Tasks to carry out>
**a.** Repeat word for word the part of the Muse album review starting at "The Resistance - Muse" and ending at "to have peaked.".
**b.** According to the Muse album review, which song follows Uprising on The Resistance?

Tuesday 1 June 2010

The Resistance - Muse - Album Review

Originally posted on 20/9/09

Muse have always been a band who were insanely talented, and didn't bother to try and hide it on their albums. Right from their beginnings in Showbiz where Matt Bellamys balls hadn't dropped, through the prog-rock of Origin of Symmetry to the paranoia and pianos of Absolution to the all-round showing off of Black Holes and Revelations, they have always churned out albums that are infallible, each getting better as time went on.

Sadly, they appear to have peaked.

From opener Uprising to the ridiculous symphony at the end, The Resistance feels like something made by a band too scared to continue the progression through their albums that made them so great in the first place. Gone are the insane solos like Invincible, the throbbing bass of Hysteria and the drumming of Assasin, and replacing it is what it would sound like if Gary Glitter and Queen had children. And let's not mention Gary Glitter and children in the same sentence again. The album opens with Uprising, which channels everything fron Doctor Who, to shoddy basswork, to clapping and to shouts of hey! towards the end (hello Gary Glitter). A case of opening nerves perhaps? It would seem that way, as this is followed by Resistance, by far the best working on the album, a perfectly crafted slice of brilliance, which seemingly assures us Uprising was a wee gay blip that'll be played on the tour for the album and then forgotten.

Then we have Undisclosed Desires. Less said the better.

Supplied entries>
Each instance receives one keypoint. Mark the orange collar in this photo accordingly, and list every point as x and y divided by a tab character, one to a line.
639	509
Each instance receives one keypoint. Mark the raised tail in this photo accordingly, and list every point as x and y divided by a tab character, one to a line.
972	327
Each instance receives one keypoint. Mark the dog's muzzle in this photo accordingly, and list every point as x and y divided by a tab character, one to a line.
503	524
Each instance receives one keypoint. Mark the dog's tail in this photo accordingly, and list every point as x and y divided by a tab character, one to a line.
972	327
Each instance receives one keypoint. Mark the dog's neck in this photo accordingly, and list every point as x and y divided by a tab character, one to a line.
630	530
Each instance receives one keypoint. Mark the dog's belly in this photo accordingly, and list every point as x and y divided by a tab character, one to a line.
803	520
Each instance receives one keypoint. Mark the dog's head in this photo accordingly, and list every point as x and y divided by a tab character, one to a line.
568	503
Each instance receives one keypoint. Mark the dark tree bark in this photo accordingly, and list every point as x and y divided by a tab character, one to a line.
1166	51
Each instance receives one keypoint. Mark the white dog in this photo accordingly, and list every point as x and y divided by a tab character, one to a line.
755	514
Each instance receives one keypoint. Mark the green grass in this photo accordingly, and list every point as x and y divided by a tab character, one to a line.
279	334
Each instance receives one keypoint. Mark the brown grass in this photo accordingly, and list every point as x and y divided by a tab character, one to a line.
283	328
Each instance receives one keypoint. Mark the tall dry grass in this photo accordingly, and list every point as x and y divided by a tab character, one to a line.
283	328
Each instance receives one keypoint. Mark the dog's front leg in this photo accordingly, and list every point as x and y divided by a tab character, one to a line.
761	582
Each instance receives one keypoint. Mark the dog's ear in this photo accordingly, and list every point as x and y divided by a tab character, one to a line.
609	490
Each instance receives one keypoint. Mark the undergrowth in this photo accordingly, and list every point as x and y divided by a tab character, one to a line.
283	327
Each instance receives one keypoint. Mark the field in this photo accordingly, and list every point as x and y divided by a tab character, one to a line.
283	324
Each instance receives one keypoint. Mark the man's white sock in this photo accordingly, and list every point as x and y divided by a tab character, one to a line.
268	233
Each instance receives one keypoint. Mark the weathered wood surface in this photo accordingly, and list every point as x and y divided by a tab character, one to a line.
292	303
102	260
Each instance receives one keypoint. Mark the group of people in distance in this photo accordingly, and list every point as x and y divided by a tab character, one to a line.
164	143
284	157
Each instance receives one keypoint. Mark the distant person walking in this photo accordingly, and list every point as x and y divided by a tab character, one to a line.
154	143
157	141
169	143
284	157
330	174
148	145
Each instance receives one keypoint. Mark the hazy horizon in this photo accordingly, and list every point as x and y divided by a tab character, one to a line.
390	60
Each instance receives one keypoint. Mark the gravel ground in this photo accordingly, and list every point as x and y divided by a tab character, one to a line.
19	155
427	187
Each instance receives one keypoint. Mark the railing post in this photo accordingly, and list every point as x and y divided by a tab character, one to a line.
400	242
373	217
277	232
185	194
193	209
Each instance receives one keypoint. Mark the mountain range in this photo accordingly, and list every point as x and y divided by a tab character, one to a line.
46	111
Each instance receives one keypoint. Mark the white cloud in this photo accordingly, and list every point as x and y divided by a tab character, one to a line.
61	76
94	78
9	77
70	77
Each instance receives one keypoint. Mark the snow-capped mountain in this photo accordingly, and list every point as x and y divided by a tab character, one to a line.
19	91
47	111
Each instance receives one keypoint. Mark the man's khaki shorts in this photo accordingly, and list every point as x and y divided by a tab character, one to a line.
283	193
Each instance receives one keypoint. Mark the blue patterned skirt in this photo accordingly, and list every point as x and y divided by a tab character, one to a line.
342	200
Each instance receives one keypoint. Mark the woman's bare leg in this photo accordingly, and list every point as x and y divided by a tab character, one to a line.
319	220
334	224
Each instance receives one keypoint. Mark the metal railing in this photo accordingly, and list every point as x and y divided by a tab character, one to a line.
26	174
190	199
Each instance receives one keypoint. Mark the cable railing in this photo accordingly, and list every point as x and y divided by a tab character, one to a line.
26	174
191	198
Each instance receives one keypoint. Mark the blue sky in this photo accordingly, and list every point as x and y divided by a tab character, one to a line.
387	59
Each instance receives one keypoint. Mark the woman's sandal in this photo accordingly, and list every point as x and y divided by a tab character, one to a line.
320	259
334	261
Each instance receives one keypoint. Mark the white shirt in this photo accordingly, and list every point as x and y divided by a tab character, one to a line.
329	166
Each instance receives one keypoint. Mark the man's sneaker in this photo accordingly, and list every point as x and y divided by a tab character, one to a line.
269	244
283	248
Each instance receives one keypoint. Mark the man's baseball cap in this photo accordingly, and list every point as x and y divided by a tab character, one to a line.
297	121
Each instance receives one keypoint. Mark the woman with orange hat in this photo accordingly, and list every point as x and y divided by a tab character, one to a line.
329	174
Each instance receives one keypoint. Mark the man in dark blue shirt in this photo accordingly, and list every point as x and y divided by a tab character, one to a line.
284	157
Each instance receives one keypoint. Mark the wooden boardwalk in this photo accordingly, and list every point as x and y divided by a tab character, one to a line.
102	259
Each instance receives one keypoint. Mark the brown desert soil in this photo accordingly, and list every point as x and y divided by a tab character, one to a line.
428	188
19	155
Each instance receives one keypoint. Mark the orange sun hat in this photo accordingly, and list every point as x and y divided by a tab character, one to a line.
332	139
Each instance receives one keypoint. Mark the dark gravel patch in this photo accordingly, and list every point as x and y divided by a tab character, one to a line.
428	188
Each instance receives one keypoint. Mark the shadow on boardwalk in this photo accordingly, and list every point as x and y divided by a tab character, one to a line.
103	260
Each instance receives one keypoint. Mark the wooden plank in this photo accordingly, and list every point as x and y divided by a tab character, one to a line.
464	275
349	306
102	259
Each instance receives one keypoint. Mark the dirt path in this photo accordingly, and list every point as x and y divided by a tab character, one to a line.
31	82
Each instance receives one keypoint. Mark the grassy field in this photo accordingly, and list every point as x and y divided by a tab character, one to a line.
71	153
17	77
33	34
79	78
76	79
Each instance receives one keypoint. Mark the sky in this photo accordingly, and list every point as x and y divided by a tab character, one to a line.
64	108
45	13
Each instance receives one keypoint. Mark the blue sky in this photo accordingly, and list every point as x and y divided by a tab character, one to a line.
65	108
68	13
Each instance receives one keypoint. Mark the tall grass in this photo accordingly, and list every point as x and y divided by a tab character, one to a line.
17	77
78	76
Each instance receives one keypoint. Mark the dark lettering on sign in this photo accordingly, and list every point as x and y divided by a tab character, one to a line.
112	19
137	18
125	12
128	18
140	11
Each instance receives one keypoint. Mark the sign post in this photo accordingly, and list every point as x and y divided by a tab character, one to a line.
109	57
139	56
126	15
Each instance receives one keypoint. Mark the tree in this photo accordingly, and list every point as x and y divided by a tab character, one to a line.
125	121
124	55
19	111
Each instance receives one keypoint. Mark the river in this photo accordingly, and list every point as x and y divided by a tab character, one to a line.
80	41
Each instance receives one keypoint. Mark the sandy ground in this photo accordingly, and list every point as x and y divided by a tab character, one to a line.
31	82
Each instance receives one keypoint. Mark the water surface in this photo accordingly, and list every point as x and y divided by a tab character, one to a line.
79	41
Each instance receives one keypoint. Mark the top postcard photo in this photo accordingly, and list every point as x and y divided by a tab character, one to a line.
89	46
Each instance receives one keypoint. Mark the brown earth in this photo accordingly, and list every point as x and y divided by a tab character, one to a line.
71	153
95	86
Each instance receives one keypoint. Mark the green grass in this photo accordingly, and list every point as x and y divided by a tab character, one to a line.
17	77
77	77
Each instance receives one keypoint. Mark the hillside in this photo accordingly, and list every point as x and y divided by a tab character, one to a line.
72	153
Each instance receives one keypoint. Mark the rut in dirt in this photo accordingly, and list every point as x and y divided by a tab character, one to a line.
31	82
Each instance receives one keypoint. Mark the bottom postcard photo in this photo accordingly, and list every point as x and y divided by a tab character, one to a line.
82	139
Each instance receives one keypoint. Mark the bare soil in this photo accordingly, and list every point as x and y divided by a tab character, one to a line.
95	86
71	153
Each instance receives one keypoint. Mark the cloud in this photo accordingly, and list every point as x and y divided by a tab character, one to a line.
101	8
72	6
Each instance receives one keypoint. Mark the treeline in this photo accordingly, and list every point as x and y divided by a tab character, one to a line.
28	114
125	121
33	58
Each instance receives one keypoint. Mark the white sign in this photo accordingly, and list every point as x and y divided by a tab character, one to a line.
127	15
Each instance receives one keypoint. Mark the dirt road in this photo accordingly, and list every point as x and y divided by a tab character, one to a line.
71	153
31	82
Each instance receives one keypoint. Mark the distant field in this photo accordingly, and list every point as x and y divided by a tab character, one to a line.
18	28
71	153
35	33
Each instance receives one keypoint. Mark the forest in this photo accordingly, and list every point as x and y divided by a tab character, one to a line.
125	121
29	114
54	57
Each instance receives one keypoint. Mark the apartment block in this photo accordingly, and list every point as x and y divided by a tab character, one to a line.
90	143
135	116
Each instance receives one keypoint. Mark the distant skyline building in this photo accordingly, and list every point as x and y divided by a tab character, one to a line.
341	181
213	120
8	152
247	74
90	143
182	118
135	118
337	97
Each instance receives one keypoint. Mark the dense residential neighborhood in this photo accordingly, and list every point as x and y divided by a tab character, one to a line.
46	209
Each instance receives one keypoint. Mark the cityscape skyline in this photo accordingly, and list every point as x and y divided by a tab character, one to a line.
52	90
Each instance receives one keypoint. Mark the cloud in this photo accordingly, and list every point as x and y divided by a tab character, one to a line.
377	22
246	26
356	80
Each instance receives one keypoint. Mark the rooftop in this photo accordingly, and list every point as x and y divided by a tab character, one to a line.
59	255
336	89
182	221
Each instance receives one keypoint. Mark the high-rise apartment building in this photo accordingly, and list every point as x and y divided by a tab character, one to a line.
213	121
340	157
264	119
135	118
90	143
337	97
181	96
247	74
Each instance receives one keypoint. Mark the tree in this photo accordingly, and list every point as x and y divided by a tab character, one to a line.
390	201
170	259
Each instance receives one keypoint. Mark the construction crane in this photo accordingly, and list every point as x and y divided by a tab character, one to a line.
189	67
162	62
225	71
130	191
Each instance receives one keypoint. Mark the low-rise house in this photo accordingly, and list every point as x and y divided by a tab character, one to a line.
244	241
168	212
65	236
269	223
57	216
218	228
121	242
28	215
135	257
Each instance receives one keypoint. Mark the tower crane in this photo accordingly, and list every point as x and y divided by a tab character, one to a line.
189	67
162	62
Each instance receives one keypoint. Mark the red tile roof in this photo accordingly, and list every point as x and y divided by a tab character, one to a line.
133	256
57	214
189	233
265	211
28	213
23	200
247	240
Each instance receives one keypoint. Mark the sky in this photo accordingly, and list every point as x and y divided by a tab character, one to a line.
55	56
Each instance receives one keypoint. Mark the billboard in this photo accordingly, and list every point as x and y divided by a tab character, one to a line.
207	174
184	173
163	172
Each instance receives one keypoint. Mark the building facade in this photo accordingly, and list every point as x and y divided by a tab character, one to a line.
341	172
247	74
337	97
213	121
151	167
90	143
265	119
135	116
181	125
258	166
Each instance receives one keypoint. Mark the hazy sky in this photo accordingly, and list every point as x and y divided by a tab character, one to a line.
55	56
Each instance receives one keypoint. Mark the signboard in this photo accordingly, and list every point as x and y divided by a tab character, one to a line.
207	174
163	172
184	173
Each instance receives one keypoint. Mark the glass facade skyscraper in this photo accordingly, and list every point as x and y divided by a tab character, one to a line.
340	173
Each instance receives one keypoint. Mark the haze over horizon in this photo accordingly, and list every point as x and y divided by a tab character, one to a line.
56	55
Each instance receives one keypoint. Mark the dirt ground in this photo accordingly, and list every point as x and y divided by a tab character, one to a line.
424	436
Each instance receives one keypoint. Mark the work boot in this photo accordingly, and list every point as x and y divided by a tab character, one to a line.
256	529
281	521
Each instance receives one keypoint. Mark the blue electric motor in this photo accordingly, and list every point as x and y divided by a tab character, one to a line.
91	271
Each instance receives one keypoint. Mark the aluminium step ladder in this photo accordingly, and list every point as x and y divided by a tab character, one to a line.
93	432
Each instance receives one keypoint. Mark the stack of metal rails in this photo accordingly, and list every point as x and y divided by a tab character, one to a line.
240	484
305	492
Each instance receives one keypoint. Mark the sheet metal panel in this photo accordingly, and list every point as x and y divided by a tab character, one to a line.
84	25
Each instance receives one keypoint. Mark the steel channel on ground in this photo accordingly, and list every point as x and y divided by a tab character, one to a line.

Solutions below>
**a.**
The Resistance - Muse - Album Review

Originally posted on 20/9/09

Muse have always been a band who were insanely talented, and didn't bother to try and hide it on their albums. Right from their beginnings in Showbiz where Matt Bellamys balls hadn't dropped, through the prog-rock of Origin of Symmetry to the paranoia and pianos of Absolution to the all-round showing off of Black Holes and Revelations, they have always churned out albums that are infallible, each getting better as time went on.

Sadly, they appear to have peaked.

**b.** Resistance